= Description of the task =
Identify the line in which "of the light" appears, then reproduce that line and all remaining lines of the records word for word.

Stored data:
------------------------

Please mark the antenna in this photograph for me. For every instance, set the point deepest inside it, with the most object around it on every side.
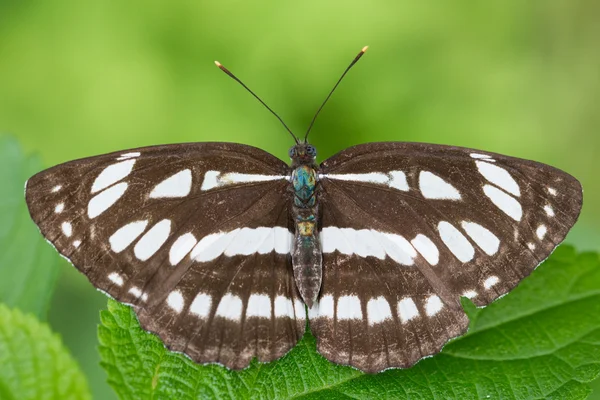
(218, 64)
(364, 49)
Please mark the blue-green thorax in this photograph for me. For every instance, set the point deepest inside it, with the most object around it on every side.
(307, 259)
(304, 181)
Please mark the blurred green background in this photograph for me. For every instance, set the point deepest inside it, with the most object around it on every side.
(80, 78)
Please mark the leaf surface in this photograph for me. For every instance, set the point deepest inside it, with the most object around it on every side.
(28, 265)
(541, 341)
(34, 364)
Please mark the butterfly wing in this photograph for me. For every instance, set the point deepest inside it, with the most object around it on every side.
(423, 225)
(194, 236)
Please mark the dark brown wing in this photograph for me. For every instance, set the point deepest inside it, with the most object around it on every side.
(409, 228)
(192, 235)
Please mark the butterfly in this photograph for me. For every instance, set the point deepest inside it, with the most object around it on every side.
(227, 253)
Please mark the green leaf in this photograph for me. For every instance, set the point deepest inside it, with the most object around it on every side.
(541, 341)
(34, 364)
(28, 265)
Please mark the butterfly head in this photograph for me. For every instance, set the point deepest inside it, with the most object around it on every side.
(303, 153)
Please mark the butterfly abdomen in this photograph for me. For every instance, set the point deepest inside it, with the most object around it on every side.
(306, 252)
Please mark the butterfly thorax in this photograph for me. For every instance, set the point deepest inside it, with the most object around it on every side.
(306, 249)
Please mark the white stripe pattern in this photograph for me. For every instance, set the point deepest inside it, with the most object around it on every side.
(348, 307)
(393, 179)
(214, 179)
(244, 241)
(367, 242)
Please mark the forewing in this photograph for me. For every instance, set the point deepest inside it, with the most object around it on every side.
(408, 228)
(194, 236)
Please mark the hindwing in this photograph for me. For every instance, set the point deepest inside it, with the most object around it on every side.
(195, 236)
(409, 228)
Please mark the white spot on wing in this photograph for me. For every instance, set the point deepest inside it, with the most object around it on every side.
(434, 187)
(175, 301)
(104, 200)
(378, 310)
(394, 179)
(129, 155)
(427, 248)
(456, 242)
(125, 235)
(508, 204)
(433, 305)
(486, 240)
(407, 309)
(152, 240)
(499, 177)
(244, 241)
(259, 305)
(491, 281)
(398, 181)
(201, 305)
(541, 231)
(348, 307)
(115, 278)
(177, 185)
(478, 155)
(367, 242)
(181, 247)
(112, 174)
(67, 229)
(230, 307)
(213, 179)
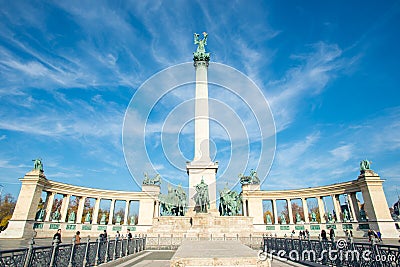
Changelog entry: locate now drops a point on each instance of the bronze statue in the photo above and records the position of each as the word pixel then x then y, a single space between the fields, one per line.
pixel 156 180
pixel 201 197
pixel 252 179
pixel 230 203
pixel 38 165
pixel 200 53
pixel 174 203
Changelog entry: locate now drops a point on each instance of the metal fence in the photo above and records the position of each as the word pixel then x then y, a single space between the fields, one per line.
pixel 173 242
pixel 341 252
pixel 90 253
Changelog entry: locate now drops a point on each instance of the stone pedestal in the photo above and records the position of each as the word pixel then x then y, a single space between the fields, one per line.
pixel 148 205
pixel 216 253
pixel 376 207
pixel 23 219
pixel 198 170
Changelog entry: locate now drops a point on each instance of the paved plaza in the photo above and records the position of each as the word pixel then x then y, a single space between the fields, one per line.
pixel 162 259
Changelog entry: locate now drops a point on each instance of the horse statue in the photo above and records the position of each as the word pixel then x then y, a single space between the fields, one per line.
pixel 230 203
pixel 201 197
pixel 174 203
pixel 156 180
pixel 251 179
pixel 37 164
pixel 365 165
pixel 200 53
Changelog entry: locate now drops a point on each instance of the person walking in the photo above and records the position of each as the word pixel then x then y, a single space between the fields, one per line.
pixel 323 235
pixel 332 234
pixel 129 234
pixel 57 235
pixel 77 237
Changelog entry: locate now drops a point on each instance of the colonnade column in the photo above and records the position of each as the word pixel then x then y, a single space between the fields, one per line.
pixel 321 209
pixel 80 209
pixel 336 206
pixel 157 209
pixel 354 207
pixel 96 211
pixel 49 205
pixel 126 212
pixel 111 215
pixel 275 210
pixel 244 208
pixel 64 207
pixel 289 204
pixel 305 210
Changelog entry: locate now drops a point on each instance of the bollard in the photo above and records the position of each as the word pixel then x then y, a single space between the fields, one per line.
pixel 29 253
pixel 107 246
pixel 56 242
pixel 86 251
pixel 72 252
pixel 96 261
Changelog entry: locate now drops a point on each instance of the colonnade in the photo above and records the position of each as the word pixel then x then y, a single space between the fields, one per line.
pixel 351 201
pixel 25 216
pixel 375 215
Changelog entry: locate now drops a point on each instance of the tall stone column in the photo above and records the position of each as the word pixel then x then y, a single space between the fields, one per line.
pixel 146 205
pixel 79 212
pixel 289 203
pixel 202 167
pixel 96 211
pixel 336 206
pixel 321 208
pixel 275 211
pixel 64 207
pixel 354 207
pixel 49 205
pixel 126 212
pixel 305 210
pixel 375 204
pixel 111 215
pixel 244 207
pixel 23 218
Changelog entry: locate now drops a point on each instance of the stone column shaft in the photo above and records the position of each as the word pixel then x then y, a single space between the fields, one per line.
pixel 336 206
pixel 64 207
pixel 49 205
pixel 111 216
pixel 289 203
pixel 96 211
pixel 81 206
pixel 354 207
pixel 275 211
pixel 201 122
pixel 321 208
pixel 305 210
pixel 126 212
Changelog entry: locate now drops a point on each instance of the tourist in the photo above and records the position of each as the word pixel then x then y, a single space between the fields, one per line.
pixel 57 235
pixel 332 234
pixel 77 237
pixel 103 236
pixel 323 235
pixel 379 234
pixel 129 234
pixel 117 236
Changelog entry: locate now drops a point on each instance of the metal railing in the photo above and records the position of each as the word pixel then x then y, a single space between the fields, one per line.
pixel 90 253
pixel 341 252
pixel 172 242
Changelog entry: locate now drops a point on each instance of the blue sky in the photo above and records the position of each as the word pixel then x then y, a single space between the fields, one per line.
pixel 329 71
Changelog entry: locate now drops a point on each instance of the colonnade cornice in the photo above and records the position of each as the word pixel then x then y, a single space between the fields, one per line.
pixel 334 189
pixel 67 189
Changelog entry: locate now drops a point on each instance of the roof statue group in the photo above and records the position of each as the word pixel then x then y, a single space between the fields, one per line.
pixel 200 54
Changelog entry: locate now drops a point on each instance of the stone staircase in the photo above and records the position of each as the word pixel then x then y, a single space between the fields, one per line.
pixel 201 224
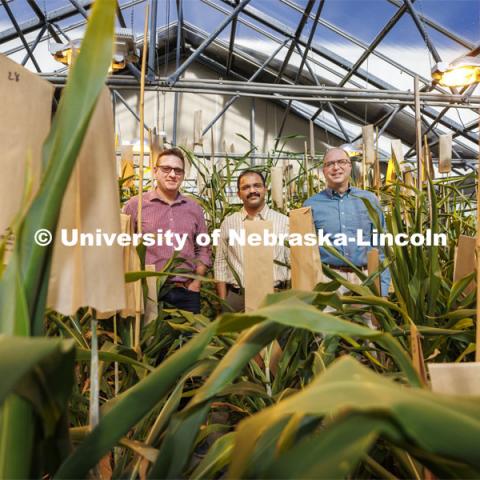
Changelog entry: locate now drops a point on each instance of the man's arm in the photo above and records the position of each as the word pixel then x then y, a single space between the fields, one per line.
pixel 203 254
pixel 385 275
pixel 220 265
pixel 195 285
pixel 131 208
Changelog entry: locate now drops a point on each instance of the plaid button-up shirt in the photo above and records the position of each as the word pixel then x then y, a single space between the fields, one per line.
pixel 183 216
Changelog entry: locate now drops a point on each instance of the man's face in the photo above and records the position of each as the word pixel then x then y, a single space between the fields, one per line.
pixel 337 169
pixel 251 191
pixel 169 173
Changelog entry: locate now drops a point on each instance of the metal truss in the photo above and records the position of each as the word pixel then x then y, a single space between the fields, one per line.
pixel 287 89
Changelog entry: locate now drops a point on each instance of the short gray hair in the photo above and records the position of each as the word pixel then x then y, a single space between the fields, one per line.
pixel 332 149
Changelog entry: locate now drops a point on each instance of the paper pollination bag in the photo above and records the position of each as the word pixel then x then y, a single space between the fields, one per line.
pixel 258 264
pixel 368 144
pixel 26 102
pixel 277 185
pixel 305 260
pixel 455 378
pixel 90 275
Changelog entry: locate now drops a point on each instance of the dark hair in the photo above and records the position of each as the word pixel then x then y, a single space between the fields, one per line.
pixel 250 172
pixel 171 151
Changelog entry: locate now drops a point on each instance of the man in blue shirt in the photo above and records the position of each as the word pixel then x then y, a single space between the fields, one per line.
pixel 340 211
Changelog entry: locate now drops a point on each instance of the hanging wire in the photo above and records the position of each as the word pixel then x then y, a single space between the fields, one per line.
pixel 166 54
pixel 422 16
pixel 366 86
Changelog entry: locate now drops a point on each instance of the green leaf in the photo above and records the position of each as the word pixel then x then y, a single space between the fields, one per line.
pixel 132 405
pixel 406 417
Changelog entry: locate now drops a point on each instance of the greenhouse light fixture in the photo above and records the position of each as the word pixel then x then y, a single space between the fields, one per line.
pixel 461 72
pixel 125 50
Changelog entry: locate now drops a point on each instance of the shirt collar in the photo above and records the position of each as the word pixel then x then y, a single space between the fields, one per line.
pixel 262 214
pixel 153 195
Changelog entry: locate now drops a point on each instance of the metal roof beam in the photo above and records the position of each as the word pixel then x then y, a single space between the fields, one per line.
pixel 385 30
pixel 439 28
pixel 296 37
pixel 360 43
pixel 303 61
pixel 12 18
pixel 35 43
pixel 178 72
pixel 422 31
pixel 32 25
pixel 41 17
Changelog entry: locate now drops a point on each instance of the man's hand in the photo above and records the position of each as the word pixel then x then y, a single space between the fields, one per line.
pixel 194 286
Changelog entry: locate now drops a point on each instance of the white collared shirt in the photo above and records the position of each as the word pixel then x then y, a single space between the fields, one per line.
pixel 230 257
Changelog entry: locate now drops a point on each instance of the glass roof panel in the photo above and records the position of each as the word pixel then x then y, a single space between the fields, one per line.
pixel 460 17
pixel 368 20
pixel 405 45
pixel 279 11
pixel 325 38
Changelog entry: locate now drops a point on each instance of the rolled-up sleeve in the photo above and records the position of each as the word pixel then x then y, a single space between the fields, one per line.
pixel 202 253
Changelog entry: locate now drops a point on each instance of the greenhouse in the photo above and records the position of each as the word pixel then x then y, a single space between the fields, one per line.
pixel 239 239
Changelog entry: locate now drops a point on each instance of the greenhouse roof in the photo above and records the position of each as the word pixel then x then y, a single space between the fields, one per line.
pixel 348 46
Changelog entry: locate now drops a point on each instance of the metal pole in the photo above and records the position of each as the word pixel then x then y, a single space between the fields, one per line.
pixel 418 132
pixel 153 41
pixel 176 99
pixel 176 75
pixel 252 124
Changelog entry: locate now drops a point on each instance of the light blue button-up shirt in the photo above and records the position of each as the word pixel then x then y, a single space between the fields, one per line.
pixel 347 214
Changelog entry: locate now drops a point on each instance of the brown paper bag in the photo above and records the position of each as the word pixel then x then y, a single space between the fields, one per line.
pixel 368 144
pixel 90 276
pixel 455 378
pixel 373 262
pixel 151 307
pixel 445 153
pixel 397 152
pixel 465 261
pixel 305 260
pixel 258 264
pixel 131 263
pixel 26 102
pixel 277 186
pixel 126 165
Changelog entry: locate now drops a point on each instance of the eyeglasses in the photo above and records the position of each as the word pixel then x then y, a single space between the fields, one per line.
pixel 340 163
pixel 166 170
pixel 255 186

------------------------

= Output of the task =
Changelog entry: locate now drops a point on each instance of the light blue button-up shirt in the photo above and records the position of each as the word pixel then x then y, a single space between the fields, one per line.
pixel 347 214
Changelog entry: locate now drops a point on each instance of the brown paper bag in the photo above and records the position of each as the word pixel then x then y, a single space between the fields, one per line.
pixel 368 144
pixel 90 276
pixel 455 378
pixel 373 262
pixel 151 307
pixel 445 153
pixel 397 152
pixel 465 261
pixel 305 260
pixel 258 264
pixel 131 263
pixel 26 102
pixel 277 186
pixel 126 165
Changelog entry: locate now drops a point on each instance of the eyeglasses in the photo above and records the position of each as the word pixel then x then y, a single space between the fields, one per line.
pixel 340 163
pixel 166 170
pixel 255 186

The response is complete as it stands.